> **Selected excerpt**:
---------------

The River at Night truly is a ‘weekend read’, in that as soon as you get into this book you can’t put it down. Once things go belly up, it’s compelling to watch how all these flawed but likeable women respond to life-threatening circumstances. Old friendship dynamics start to re-surface and their interactions flip from humorous to emotional to rancorous. Ferencik lays out their raw reactions with honesty and explores how different people react when faced with their own mortality. She also examines the differences between the wild and civilised worlds, and how, when faced with real danger, we soon put modern problems into perspective, with the women discovering what’s good about their ‘civilised’ lives.
It’s a book that transports us to a beautiful but harsh natural world with vivid descriptions of the Maine wilderness, and Ferencik splendidly captures the indifference of nature over man’s cares – “It just didn’t give a rat’s ass,” says Win. We couldn’t help but think of the movie Deliverance and Ferencik subtly credits this inspiration, by naming a town after James Dickey, author of the novel Deliverance (on which the creepy and unforgettable 1972 movie was based). It also reminded us of Cheryl Strayed’s biography Wild and even has echoes of William Golding’s Lord of the Flies (thankfully the women behave better than English schoolboys).
Erica Ferencik is a Massachusetts-based novelist and screenwriter. She holds a Masters in Creative Writing from Boston University and has taught writing for years. Her essays have been featured in Salon, the Boston Globe and on National Public Radio.

---------------

> **Set exercise 1**: Copy the review from "Erica Ferencik is" to "National Public Radio.".
> **Set exercise 2**: According to the review, what degree does Erica Ferencik hold, and from which university?
> **Set exercise 3**: List every author the review mentions by name.
The entries after the review play no part in this work.

---------------

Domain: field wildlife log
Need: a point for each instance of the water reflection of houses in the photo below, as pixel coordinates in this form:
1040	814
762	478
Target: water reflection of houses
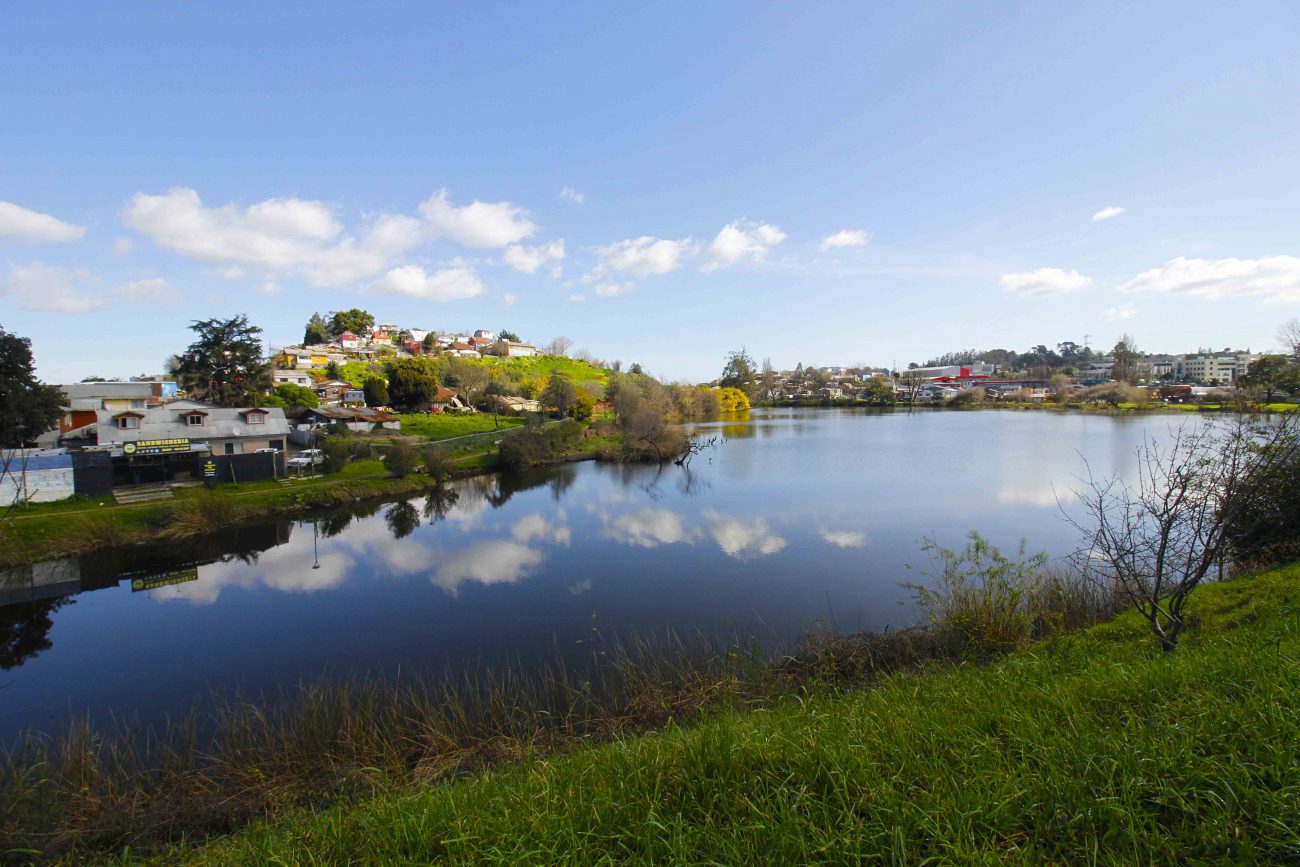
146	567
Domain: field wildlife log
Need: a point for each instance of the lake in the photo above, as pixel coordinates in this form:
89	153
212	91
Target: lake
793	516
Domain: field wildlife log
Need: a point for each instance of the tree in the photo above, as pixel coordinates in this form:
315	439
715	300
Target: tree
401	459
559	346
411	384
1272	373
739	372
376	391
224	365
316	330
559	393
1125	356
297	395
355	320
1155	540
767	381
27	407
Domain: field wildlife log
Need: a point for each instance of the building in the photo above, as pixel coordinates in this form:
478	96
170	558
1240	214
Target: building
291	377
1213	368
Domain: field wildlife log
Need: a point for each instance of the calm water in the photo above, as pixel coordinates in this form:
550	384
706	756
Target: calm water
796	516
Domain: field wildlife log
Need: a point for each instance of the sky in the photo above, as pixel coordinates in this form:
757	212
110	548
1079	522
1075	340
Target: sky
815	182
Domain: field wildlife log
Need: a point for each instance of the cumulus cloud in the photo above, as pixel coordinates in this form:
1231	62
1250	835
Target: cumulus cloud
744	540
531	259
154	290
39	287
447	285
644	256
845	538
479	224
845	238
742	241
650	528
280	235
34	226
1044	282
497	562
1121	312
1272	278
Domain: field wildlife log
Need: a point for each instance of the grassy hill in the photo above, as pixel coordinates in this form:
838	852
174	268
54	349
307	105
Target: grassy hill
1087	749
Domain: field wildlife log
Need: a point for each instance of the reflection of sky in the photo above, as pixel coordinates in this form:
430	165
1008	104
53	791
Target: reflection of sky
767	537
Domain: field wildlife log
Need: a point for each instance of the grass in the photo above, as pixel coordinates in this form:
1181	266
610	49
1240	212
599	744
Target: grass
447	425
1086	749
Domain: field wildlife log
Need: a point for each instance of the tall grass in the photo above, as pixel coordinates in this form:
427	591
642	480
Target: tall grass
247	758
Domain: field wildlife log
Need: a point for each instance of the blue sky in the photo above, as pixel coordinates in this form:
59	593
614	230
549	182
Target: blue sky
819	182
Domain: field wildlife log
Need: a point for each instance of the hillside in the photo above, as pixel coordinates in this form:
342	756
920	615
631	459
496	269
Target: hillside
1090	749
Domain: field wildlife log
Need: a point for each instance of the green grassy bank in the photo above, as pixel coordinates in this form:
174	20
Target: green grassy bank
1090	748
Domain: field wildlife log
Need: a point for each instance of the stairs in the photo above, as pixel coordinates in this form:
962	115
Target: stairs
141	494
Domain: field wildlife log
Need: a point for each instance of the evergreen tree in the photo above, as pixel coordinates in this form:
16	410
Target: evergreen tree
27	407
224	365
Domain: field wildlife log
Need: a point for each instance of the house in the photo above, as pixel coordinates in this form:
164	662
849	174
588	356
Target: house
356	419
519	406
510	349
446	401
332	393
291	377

---------------

> **Response 1**:
Erica Ferencik is a Massachusetts-based novelist and screenwriter. She holds a Masters in Creative Writing from Boston University and has taught writing for years. Her essays have been featured in Salon, the Boston Globe and on National Public Radio.

> **Response 2**: She holds a Masters in Creative Writing from Boston University.

> **Response 3**: Erica Ferencik, James Dickey, Cheryl Strayed, William Golding